**AVAILABLE DATA:**

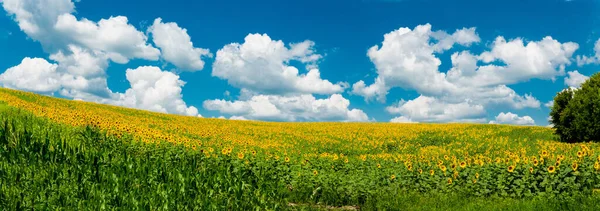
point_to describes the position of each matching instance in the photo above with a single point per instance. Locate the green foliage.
(576, 113)
(48, 166)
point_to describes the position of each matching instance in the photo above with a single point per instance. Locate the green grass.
(47, 166)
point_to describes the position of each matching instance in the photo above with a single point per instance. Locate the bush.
(576, 112)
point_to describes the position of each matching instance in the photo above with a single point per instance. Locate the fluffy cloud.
(575, 79)
(294, 108)
(115, 36)
(33, 74)
(176, 46)
(542, 59)
(262, 65)
(155, 90)
(83, 48)
(549, 104)
(594, 59)
(401, 119)
(407, 59)
(429, 109)
(510, 118)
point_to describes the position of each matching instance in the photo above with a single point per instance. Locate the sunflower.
(551, 169)
(511, 169)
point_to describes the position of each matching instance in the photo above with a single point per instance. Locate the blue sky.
(82, 50)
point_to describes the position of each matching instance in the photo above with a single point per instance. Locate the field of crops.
(59, 153)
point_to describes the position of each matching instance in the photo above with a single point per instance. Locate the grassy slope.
(47, 165)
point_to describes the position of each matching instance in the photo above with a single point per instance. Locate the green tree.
(576, 112)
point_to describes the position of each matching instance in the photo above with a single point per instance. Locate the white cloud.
(407, 59)
(33, 74)
(549, 104)
(115, 36)
(237, 118)
(262, 65)
(176, 46)
(542, 59)
(510, 118)
(289, 108)
(594, 59)
(155, 90)
(575, 79)
(429, 109)
(402, 119)
(83, 48)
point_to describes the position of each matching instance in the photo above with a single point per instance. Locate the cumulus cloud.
(176, 46)
(549, 104)
(261, 65)
(510, 118)
(594, 59)
(155, 90)
(120, 40)
(401, 119)
(33, 74)
(408, 59)
(574, 79)
(429, 109)
(294, 108)
(542, 59)
(82, 50)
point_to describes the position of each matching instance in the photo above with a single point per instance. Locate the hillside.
(118, 157)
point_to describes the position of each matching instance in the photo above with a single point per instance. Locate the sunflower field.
(64, 154)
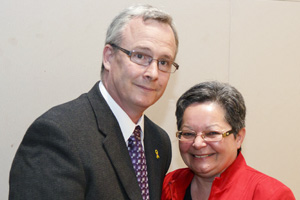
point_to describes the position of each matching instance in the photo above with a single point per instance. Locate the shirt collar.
(126, 124)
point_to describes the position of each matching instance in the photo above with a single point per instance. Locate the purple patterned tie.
(138, 160)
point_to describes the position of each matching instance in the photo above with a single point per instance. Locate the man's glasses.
(212, 136)
(140, 58)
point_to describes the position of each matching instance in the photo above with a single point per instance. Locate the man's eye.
(165, 63)
(139, 56)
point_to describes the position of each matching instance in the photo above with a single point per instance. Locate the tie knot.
(137, 132)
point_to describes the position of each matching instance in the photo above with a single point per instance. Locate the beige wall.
(50, 52)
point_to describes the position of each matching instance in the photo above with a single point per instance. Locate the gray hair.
(225, 95)
(147, 12)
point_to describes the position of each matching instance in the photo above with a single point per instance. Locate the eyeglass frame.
(225, 134)
(129, 54)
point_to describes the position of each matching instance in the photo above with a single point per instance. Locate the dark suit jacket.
(77, 151)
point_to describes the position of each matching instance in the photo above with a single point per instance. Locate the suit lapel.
(114, 144)
(152, 149)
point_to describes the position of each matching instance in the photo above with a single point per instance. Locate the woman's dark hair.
(225, 95)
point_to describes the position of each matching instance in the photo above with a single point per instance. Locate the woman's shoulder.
(182, 173)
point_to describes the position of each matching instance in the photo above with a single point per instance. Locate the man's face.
(135, 87)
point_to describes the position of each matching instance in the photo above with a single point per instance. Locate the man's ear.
(107, 56)
(240, 137)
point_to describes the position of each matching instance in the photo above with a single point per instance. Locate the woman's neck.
(201, 187)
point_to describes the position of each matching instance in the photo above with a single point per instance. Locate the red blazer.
(238, 181)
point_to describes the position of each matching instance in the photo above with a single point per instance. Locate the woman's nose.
(199, 142)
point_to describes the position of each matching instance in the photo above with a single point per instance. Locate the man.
(80, 150)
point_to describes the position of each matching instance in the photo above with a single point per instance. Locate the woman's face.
(208, 159)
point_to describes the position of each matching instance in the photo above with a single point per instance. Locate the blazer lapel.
(152, 149)
(114, 144)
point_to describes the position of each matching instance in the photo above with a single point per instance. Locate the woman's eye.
(188, 134)
(212, 133)
(139, 56)
(164, 63)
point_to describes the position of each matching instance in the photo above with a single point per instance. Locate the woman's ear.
(240, 137)
(107, 56)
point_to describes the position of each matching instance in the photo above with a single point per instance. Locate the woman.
(211, 123)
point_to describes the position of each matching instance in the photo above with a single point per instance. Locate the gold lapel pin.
(156, 152)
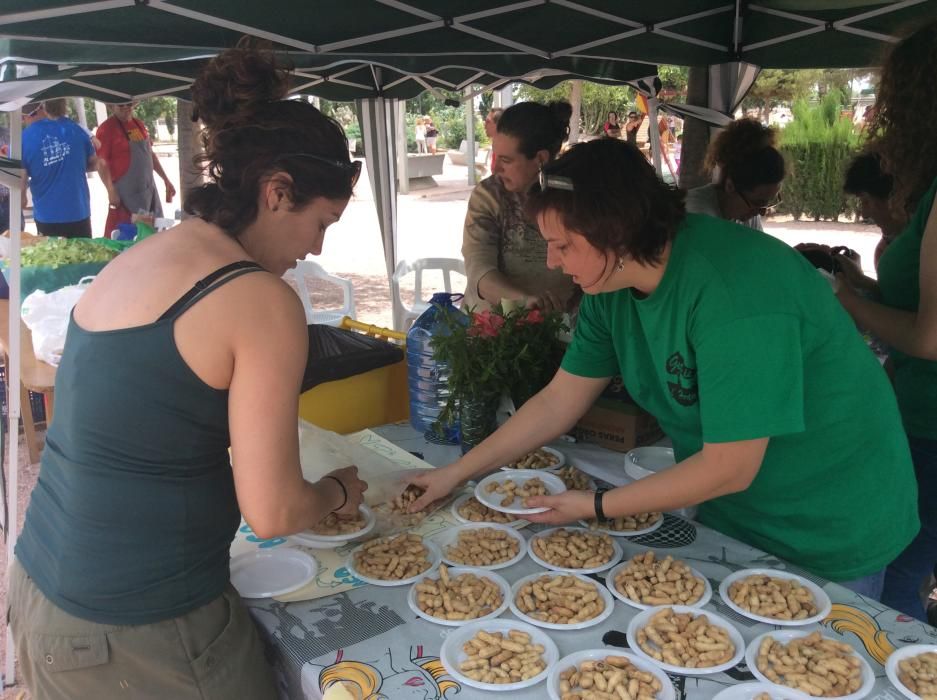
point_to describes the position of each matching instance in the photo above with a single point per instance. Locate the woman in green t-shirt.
(784, 426)
(906, 317)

**PROBLEM STATEMENT:**
Transcribe all the data word for word; the images stay out.

**TASK ANSWER:**
point_to describes the position of each matching instance in the photo above with a single point per instance. Locate the green foliage.
(576, 113)
(48, 166)
point_to describes the position of each matching instance in the photo above with a single point per instance. Locate the green grass.
(47, 166)
point_to describes the position of each matching instance in the photo above with a single point per instance. Locate the bush.
(576, 112)
point_to describes the position of each matching instance in the photo above with a single point per instance. Locate the fluffy cloud.
(575, 79)
(294, 108)
(115, 36)
(33, 74)
(176, 46)
(542, 59)
(262, 65)
(155, 90)
(83, 48)
(549, 104)
(594, 59)
(401, 119)
(407, 59)
(429, 109)
(510, 118)
point_to describes the position of each matching instance in the photo above with a single point per instance. Locate the sunflower.
(551, 169)
(511, 169)
point_to describes the position of each matching instance in the photo above with a single point per instance. Locate the blue sky.
(82, 50)
point_to describes the position of each matching instance in the photo above with a single point per instance. Locate the field of crops.
(59, 153)
point_to describes the position of each matching instance in the photo above with a single point per instance. Locate the grassy slope.
(47, 165)
point_to describes the position of each matching instance in the photo above with a single point per instance. Locate the green tree.
(576, 112)
point_to describes the position of each matching instance in the photo above with a single point per instance. Locate the white cloud.
(407, 59)
(33, 74)
(549, 104)
(115, 36)
(237, 118)
(262, 65)
(176, 46)
(542, 59)
(510, 118)
(289, 108)
(594, 59)
(155, 90)
(575, 79)
(429, 109)
(402, 119)
(83, 48)
point_to describes the position of each matching instance in the photo above with a single point per instance. Locate the cumulus cloud.
(176, 46)
(549, 104)
(261, 65)
(510, 118)
(594, 59)
(155, 90)
(120, 40)
(401, 119)
(33, 74)
(408, 59)
(574, 79)
(429, 109)
(294, 108)
(542, 59)
(82, 50)
point_to describes the position of each matching instance in the photo above with a single point per instance. Locate the hillside.
(118, 157)
point_to describes the position of each matching instance in the photo above with a single point per instance. Locate the sunflower field.
(64, 154)
point_to describes the position of each matching instance in the photo above with a single point per instance. Locate the shirt collar.
(126, 124)
point_to describes the position of each matching instance in the photo above with a single point per instance. Locate the purple patterned tie.
(138, 160)
point_to describes the position of each matching instance in the photo above with a single point per instance. Locate the man's glasses.
(212, 136)
(140, 58)
point_to describes the position of each matching instance in the photo above with a single point per instance. Locate the man's eye.
(165, 63)
(139, 56)
point_to describes the position of each matching instance in the photo above with a single point per instance. Locate the tie knot.
(137, 132)
point_to describes the position of each matching instance in the photo above with a single point per instance. Locate the beige wall.
(50, 52)
point_to describes the position of each matching instance in the photo above with a single point per instance. Locate the gray hair.
(225, 95)
(147, 12)
point_to describes the position of each matching instance in the photo above with a single point per instance. Locate the eyeglass frame.
(225, 134)
(129, 54)
point_to describes the position of each matching instance in the photo above with a single point per instance. Locate the dark suit jacket.
(77, 151)
point_to describes the position of each matching instance in the photo above with a single point per instance. Locate the suit lapel.
(114, 144)
(152, 149)
point_to describes the position of each matching instance in the photo above with a single point per instance. Locate the woman's dark hair.
(225, 95)
point_to describes the position of each matching instance in the photo above with a single point per instance. Locate the woman's shoulder.
(182, 173)
point_to describes the position of each matching instance in the photo above with a single point per instance. Locate the man's face.
(135, 87)
point_to describes the position of each matching instance in the photo above with a single point per instance. Locate the man's ear.
(107, 56)
(240, 137)
point_to describes the position of each matching instance in the photo above with a single point per instance. Locate the woman's neck.
(201, 187)
point_to describes the position of each matching instance in the photo above with a single point per instance. Locate the red blazer.
(238, 181)
point_to describes the position of each matching instance in the photo above with a single point per instance. Locate the woman's nose.
(199, 142)
point_to describes the position of each matching instance in the photo above with a single point per instance. Locate the man.
(80, 150)
point_to describes the position of each matching instance in the photo above with a single point per instance. Locate the woman's face.
(208, 159)
point_to describes the position of each matching instance in the photo above with a single point per instance. Locate the blazer lapel.
(152, 149)
(114, 144)
point_to describes the position of each matching instance in the photo above with a single point per instance. Locate the woman's eye.
(188, 134)
(212, 133)
(139, 56)
(164, 63)
point_to describes the position of each matching instance in the photo above with a single point per instance. Locate the woman's ear.
(240, 137)
(107, 56)
point_to describes the position of each matching instance in the photo above with a single point per instance. Locate the woman.
(211, 123)
point_to describes the position of each matching instance in the photo above with a single point per instance. Locate the gold lapel pin.
(156, 152)
point_to describes the position of each matching instance in the photo above with a single point per instance. Locate the woman in green t-shirt.
(784, 426)
(906, 317)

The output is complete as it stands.